*What you will do:*
Pull out each line below that contains the word "white" and copy every such line in full.

Image point annotation entries
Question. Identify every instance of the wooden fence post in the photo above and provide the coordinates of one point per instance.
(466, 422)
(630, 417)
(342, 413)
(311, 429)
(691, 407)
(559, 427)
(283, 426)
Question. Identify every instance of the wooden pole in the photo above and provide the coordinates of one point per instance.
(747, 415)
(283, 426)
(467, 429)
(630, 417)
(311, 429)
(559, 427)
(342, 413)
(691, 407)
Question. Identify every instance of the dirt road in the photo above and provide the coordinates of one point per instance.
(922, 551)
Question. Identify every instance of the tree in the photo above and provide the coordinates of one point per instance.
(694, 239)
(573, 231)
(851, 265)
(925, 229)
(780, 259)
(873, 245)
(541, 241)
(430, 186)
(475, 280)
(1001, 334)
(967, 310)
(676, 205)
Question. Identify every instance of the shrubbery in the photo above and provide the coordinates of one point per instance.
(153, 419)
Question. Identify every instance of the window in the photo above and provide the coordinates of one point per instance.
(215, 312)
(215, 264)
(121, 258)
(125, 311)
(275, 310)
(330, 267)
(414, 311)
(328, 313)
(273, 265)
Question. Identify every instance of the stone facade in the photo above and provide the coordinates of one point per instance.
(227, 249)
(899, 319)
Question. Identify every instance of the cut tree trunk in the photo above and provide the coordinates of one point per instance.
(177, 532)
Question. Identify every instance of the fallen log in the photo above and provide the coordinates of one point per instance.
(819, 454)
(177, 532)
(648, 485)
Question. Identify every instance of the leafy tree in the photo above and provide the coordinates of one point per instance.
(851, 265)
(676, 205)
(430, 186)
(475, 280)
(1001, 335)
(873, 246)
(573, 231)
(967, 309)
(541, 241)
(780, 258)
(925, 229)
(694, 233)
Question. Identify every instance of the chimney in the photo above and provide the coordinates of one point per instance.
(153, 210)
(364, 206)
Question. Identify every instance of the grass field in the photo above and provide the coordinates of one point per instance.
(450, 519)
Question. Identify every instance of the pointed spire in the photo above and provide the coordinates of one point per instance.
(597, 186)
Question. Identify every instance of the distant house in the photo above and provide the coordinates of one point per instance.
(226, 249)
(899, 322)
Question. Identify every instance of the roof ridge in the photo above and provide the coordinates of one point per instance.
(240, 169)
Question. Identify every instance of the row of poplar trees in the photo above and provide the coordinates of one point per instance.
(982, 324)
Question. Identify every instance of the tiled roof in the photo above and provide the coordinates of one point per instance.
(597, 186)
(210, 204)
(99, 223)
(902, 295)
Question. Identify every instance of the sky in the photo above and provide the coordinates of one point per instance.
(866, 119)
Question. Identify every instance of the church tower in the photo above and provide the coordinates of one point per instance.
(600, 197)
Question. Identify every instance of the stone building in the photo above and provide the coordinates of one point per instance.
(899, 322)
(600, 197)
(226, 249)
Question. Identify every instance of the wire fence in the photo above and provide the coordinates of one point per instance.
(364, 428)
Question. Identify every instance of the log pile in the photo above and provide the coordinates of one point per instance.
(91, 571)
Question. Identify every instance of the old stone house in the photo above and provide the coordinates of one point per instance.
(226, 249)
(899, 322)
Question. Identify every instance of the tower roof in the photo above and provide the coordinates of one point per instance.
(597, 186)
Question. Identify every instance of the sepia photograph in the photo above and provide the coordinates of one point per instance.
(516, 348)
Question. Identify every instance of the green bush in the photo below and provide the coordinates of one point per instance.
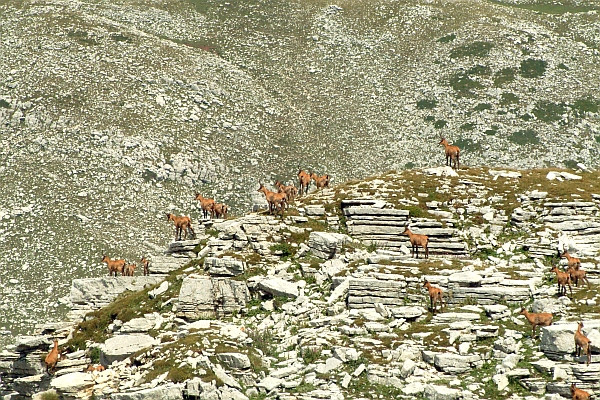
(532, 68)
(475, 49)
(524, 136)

...

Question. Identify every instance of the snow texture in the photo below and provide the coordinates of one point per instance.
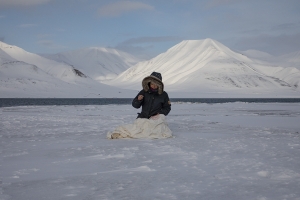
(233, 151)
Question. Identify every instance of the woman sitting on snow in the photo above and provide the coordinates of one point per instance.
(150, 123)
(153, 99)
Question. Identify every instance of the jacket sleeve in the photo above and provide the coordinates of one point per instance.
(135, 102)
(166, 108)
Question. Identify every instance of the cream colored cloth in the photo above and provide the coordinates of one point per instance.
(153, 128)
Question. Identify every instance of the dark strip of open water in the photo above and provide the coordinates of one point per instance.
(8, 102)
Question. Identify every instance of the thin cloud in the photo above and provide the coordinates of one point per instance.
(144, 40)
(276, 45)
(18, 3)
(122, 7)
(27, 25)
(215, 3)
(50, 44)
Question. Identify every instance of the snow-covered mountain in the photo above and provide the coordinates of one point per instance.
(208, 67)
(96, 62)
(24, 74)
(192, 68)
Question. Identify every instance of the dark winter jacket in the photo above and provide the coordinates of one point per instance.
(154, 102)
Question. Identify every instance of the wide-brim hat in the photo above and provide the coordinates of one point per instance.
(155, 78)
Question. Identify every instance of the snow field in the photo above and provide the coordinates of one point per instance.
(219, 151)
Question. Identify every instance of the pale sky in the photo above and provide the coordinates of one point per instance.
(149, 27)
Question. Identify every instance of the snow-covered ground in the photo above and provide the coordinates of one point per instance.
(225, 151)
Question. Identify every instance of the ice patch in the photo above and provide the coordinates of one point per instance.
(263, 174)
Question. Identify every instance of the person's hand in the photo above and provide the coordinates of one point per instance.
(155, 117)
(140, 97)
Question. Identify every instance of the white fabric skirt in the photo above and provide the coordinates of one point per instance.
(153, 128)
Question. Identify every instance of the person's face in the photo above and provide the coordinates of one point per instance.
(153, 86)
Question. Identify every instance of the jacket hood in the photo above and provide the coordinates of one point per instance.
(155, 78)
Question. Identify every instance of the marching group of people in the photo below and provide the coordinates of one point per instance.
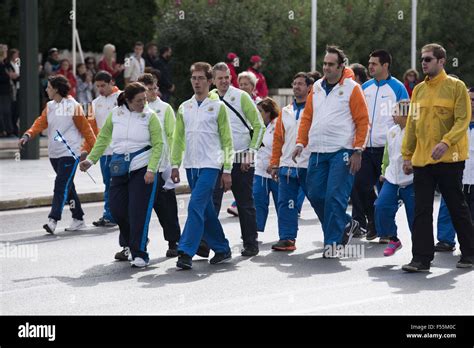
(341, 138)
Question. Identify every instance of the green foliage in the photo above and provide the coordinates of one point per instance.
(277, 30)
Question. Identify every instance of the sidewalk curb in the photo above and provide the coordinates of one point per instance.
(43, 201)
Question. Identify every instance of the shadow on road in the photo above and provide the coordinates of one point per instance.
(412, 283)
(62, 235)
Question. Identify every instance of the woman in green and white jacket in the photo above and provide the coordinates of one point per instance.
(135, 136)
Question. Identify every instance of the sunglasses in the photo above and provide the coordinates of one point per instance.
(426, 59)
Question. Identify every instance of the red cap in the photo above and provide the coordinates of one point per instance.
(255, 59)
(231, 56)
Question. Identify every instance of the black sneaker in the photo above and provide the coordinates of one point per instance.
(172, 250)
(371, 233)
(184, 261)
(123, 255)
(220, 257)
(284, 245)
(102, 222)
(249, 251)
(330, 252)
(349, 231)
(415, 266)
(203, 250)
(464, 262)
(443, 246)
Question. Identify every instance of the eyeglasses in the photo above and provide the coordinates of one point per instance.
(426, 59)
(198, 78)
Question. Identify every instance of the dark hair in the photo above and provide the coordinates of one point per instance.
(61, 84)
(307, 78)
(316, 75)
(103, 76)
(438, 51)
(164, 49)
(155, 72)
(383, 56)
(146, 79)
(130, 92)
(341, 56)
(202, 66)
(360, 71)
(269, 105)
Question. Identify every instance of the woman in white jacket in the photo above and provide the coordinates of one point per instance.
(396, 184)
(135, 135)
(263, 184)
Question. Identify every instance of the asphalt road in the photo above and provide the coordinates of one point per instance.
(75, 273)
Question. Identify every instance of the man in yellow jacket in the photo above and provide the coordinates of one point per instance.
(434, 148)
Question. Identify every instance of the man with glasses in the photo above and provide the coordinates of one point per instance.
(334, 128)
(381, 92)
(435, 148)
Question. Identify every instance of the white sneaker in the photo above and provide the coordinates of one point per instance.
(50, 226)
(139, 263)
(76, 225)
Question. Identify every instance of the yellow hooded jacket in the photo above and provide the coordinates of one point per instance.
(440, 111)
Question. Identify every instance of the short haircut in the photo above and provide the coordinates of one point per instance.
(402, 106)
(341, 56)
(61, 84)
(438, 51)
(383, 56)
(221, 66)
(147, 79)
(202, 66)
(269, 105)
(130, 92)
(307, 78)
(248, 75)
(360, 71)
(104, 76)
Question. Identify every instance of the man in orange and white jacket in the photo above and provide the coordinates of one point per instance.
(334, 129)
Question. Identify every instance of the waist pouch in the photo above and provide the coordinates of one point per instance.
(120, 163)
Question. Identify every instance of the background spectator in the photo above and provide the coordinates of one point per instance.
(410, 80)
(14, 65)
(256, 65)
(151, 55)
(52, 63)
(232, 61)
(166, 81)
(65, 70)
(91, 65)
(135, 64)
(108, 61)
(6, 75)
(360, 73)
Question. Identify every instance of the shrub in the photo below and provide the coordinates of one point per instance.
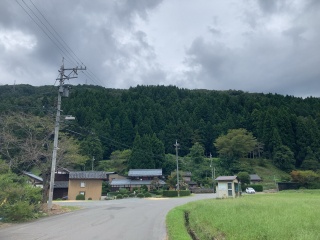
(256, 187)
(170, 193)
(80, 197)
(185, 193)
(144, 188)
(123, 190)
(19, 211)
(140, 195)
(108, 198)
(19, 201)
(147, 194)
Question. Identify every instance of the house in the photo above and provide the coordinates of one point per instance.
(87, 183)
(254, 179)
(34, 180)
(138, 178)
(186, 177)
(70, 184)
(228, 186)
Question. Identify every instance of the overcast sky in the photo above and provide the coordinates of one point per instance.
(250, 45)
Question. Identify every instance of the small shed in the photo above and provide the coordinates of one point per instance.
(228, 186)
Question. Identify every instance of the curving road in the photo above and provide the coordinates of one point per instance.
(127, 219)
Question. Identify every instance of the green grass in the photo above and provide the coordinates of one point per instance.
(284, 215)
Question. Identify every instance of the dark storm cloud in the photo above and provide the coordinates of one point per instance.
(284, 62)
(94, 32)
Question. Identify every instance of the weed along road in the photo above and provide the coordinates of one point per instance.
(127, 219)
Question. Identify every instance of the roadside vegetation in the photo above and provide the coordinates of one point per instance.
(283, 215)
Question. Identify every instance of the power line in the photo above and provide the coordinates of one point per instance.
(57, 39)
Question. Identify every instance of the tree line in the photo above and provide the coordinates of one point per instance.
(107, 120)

*Complete response:*
Question. Identify every instance of the white fabric skirt in the photo above and provide the coordinates of one point per instance.
Question. Identify every instance of the woman in green and white jacket in the photo above and provide the coordinates of one point per instance.
Question. Identify every instance of the woman in white jacket in the photo above and provide the coordinates of one point per instance.
Question. Identify every instance of the white sneaker in the photo above and provide the coordinates of one point per instance.
Question. Identify every instance of the man in orange and white jacket in the photo above and provide the coordinates of one point per instance.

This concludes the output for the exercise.